##### Listed records

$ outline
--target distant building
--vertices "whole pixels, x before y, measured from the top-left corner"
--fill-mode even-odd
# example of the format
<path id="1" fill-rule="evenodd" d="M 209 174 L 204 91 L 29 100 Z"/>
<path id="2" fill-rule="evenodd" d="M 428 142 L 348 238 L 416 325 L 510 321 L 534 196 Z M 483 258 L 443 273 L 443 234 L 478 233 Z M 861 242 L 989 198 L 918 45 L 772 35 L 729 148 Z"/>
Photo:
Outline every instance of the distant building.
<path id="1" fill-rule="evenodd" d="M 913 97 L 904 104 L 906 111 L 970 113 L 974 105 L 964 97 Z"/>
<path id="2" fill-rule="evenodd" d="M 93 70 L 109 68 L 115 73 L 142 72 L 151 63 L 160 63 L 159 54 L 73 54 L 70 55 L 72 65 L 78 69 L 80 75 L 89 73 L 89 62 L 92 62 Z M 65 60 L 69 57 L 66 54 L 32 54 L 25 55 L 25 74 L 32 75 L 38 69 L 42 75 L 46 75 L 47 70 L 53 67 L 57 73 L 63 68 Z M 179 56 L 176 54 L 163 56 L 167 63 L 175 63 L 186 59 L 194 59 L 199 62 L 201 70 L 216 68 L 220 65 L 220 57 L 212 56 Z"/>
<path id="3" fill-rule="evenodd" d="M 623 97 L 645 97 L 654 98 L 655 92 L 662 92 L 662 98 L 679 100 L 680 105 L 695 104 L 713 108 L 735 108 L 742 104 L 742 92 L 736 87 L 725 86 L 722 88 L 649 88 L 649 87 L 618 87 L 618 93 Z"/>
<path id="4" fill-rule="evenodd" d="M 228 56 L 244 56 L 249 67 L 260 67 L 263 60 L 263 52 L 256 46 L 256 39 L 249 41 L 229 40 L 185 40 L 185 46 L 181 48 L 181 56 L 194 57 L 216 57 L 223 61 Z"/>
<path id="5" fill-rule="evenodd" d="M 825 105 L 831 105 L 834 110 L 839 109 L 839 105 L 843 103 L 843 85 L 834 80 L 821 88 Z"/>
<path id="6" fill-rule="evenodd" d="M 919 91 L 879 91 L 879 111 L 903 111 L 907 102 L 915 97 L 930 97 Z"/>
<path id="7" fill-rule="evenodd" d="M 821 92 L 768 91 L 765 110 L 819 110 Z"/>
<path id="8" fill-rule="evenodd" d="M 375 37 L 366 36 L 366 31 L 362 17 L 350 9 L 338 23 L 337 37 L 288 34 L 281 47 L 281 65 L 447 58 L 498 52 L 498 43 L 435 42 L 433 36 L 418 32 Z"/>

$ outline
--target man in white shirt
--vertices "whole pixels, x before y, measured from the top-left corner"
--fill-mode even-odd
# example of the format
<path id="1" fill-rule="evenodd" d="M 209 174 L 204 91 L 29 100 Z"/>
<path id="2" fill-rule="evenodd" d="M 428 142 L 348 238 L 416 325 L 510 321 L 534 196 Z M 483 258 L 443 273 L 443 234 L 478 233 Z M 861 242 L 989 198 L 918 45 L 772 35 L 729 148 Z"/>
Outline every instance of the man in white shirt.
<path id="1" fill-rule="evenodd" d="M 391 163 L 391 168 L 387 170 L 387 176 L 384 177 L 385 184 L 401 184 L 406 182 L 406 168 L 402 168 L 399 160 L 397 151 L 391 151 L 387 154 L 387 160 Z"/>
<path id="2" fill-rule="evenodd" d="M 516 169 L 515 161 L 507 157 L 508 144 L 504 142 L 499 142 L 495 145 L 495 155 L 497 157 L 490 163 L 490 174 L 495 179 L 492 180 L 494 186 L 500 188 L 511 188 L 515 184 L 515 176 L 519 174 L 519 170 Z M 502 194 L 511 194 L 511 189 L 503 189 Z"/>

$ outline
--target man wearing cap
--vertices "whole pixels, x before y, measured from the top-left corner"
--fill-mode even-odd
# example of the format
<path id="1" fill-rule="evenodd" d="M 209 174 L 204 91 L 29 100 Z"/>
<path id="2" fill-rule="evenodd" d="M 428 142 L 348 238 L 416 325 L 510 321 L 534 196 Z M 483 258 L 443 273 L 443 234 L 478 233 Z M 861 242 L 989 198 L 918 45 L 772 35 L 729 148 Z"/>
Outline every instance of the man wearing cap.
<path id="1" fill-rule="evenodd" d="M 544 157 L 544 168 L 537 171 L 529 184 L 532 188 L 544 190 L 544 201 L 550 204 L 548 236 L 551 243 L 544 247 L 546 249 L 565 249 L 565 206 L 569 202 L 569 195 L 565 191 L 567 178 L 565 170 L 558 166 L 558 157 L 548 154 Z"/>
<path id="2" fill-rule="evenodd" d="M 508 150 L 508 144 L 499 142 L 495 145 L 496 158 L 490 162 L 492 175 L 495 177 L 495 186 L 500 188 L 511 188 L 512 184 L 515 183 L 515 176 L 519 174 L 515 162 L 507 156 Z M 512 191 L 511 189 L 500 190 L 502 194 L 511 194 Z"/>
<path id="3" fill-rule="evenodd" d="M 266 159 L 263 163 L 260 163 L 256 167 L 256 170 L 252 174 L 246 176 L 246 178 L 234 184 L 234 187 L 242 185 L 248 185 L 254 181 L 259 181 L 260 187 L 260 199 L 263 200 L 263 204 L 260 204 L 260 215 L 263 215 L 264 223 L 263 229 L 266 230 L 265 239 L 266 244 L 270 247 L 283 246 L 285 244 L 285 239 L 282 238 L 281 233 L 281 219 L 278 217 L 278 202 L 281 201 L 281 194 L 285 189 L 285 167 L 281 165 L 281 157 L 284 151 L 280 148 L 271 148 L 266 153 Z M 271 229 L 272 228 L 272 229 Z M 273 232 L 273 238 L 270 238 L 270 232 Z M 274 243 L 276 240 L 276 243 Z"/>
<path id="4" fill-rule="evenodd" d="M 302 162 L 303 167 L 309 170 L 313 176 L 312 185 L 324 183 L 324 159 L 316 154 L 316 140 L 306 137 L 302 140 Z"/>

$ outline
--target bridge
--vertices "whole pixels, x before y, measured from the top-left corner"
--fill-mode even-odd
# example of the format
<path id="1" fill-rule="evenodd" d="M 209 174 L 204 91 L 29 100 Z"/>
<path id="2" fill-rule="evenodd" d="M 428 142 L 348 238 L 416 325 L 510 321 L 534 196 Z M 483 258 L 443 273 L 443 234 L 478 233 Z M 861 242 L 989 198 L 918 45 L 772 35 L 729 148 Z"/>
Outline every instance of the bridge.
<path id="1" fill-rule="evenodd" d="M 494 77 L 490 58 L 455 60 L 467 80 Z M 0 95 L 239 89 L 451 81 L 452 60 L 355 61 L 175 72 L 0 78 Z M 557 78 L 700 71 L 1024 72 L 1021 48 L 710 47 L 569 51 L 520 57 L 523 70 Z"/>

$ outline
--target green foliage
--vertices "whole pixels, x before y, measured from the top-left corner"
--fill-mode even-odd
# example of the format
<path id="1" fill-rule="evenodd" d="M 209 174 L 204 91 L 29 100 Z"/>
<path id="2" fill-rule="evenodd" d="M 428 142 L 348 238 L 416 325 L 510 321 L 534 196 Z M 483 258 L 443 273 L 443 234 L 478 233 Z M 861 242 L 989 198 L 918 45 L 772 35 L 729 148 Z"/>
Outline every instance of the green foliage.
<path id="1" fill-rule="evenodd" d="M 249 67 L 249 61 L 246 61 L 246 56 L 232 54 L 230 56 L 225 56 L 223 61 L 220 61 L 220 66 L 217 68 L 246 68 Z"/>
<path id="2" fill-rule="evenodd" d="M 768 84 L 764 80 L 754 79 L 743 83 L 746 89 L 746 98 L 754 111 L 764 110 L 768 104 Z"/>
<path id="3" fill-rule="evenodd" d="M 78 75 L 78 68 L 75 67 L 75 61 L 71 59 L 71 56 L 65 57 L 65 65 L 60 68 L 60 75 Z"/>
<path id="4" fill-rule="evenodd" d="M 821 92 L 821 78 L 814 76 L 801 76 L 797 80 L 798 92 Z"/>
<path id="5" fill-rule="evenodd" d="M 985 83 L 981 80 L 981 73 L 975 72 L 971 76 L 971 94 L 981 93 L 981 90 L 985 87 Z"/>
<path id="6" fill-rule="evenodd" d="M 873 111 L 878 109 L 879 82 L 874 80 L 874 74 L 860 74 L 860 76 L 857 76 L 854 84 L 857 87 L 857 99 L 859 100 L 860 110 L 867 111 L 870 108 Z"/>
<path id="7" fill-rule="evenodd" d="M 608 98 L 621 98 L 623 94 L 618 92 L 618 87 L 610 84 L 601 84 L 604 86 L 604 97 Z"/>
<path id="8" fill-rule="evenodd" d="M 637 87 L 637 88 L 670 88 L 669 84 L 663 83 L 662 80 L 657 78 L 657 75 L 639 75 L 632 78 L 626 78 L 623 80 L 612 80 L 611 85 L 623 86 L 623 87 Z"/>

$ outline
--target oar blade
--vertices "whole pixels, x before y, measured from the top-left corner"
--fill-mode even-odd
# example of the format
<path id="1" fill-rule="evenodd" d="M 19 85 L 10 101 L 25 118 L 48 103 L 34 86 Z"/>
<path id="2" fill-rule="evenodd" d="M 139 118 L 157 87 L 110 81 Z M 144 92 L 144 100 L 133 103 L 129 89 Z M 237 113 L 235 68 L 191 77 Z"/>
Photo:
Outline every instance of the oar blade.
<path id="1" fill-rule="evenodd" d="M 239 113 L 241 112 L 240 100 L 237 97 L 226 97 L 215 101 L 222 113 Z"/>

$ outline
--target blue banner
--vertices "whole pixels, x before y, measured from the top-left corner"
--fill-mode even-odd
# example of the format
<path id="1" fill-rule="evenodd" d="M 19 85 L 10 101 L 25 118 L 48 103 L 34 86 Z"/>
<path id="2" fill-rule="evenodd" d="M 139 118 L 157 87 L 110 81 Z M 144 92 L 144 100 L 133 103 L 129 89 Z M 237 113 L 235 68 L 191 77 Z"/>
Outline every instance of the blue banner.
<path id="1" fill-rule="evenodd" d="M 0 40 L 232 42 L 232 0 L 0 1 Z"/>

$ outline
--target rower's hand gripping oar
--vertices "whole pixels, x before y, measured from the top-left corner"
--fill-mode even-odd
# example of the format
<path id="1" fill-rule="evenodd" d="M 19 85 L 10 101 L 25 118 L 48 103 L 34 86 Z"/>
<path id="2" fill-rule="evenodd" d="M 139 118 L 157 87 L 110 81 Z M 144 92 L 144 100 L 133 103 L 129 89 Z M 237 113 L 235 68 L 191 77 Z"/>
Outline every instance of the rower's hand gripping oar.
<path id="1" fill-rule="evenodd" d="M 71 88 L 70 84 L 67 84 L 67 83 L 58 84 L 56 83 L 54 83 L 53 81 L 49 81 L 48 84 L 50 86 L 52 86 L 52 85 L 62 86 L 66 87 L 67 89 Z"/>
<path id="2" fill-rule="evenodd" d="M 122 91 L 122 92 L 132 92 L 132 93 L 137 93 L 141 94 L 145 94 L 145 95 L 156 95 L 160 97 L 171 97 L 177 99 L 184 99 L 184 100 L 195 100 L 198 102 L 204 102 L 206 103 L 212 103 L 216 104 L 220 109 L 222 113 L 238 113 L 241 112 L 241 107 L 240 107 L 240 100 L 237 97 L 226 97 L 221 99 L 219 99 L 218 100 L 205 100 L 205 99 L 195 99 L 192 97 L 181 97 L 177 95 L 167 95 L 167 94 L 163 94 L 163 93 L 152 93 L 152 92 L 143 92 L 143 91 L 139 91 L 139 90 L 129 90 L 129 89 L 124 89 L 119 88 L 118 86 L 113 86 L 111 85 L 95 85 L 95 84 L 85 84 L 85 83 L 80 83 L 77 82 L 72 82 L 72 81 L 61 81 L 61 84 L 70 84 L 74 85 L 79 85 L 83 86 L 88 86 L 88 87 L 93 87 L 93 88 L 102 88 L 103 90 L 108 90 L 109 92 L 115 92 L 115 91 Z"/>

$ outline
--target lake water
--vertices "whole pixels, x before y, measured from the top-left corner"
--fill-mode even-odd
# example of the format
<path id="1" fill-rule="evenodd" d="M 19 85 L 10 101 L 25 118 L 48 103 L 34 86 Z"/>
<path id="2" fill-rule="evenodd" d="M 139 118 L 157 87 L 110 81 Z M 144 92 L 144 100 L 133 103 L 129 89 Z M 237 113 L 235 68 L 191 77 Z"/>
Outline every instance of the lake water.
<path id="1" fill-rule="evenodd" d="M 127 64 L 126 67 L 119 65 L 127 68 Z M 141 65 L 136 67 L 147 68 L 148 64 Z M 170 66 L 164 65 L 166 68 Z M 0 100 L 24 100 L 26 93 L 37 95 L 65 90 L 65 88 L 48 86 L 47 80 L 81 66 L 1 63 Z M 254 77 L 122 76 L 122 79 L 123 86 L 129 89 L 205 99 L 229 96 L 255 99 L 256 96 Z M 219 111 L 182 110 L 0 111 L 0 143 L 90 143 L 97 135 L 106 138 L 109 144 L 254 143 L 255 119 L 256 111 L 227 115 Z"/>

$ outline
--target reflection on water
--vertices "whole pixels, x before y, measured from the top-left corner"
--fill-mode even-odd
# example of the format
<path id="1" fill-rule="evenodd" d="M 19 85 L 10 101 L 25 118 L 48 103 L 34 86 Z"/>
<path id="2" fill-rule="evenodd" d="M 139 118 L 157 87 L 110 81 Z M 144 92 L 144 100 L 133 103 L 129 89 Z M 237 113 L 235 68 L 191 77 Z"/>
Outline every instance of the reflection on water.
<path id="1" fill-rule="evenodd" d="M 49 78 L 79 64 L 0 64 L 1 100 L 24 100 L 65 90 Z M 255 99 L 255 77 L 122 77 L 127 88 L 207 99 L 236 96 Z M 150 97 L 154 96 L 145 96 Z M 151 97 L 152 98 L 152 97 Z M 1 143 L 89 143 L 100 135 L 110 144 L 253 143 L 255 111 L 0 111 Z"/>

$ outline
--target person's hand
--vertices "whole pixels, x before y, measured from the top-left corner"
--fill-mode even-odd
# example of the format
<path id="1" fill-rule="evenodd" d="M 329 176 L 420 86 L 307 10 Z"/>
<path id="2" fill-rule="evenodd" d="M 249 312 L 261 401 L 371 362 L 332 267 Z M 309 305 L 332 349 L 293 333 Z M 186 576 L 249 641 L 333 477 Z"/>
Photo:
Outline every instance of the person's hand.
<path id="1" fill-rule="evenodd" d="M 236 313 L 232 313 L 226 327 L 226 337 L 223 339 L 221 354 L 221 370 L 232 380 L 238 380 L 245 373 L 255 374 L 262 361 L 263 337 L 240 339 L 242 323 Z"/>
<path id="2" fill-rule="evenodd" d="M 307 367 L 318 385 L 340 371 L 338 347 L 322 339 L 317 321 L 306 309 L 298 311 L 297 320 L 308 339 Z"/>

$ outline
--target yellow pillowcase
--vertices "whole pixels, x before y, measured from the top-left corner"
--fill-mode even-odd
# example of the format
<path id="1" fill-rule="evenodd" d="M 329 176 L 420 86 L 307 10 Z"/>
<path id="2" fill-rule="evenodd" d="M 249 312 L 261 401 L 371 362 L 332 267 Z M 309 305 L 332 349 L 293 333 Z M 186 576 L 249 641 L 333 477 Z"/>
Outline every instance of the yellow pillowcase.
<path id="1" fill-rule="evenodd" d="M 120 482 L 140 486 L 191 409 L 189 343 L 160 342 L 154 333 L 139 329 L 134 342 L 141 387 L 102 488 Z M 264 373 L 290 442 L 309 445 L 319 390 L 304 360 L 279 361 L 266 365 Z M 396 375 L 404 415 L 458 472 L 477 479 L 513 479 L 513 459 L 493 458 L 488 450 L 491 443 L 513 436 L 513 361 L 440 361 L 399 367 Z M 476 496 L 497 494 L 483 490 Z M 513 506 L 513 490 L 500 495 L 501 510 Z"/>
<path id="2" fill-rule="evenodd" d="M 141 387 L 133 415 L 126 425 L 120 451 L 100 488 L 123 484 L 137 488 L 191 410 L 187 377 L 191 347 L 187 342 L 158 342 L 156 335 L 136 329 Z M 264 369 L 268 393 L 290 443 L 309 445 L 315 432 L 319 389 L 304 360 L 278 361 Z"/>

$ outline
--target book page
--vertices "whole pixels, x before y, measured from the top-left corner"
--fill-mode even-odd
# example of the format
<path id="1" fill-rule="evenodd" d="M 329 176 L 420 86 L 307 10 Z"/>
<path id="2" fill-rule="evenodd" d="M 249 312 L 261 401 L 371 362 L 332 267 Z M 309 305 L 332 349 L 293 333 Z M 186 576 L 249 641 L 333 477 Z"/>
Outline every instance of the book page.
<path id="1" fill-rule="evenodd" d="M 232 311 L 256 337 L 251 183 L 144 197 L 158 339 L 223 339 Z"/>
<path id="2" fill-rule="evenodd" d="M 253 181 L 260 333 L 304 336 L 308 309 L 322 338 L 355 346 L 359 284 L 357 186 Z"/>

##########

* Set task *
Please report each line of the items above that contains the string "wearing". Case counts.

* Solution for this problem *
--target man wearing cap
Outline every instance of the man wearing cap.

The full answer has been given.